> **Lijst met opdrachten**
a – Geef uit de geselecteerde tekst letterlijk het gedeelte terug dat begint bij de woorden "Nogmaals de ECB-president" en ophoudt na de woorden "elk geval verdwijnen.".
b – Zoek in de geselecteerde tekst op bij welk directoraat-generaal een klacht ligt die verband houdt met de kosten van elektronische betalingen.

Tot dusver is er uitstekend werk verricht, maar we zijn er nog niet. Er is behoefte aan uitgebreider, actiever, doeltreffender en meer doelgroepgerichte informatie. Nogmaals pleit Thyssen voor een vroegere bevoorrading. Zij vraagt zich af of de commissaris bij aanhoudend verzet van de ECB geen initiatief kan nemen om de verordening van mei 1998 te wijzigen.
Elektronische betalingen moeten goedkoper worden. In verband hiermee ligt een klacht bij DG concurrentie. Thyssen vraagt Solbes om er bij zijn collega Monti op aan te dringen dat die klacht eindelijk wordt afgehandeld. Ook grensoverschrijdende overschrijvingen moeten goedkoper.
Maaten heeft uitstekend werk geleverd, rondt Thyssen af. Na het economische Europa moet er nu ook een politiek Europa komen, zodat de euro de waardering krijgt die hij verdient.
Nogmaals de ECB-president
Wim Duisenberg benadrukt dat de ECB zich geenszins wil onttrekken aan een dialoog met het EP of de EP-commissies. Dat zal in de toekomst niet veranderen. Op de vraag of hij aanblijft, antwoordt hij altijd bevestigend. Wat de grensoverschrijdende betalingen betreft, is hij het helemaal met Peijs eens. Wel brengt hij een nuance aan: misschien wordt het iets later dan 1 januari, maar het onderscheid moet in elk geval verdwijnen.

> **Studiemateriaal**
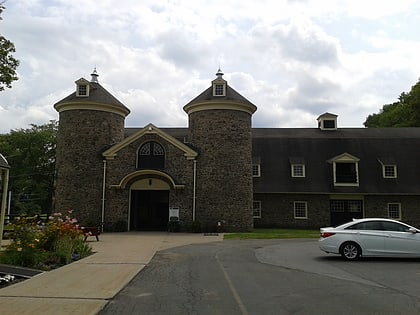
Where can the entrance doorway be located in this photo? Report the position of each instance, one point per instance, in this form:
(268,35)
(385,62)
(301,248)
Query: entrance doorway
(149,210)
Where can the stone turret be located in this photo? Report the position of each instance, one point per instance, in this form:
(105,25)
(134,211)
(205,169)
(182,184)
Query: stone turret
(90,120)
(220,128)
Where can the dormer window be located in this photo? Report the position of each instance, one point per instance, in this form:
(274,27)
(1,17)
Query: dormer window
(297,166)
(345,170)
(389,168)
(327,121)
(219,85)
(82,88)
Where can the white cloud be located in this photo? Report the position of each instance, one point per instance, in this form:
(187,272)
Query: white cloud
(293,59)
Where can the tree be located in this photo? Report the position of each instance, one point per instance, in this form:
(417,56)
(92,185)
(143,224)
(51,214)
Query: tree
(404,113)
(31,155)
(8,64)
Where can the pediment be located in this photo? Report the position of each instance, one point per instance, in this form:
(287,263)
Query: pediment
(150,129)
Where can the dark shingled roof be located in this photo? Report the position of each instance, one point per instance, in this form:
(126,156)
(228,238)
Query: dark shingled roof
(276,148)
(3,162)
(97,94)
(231,96)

> **Antwoorden per opdracht**
a –
Nogmaals de ECB-president
Wim Duisenberg benadrukt dat de ECB zich geenszins wil onttrekken aan een dialoog met het EP of de EP-commissies. Dat zal in de toekomst niet veranderen. Op de vraag of hij aanblijft, antwoordt hij altijd bevestigend. Wat de grensoverschrijdende betalingen betreft, is hij het helemaal met Peijs eens. Wel brengt hij een nuance aan: misschien wordt het iets later dan 1 januari, maar het onderscheid moet in elk geval verdwijnen.

b – Bij DG concurrentie.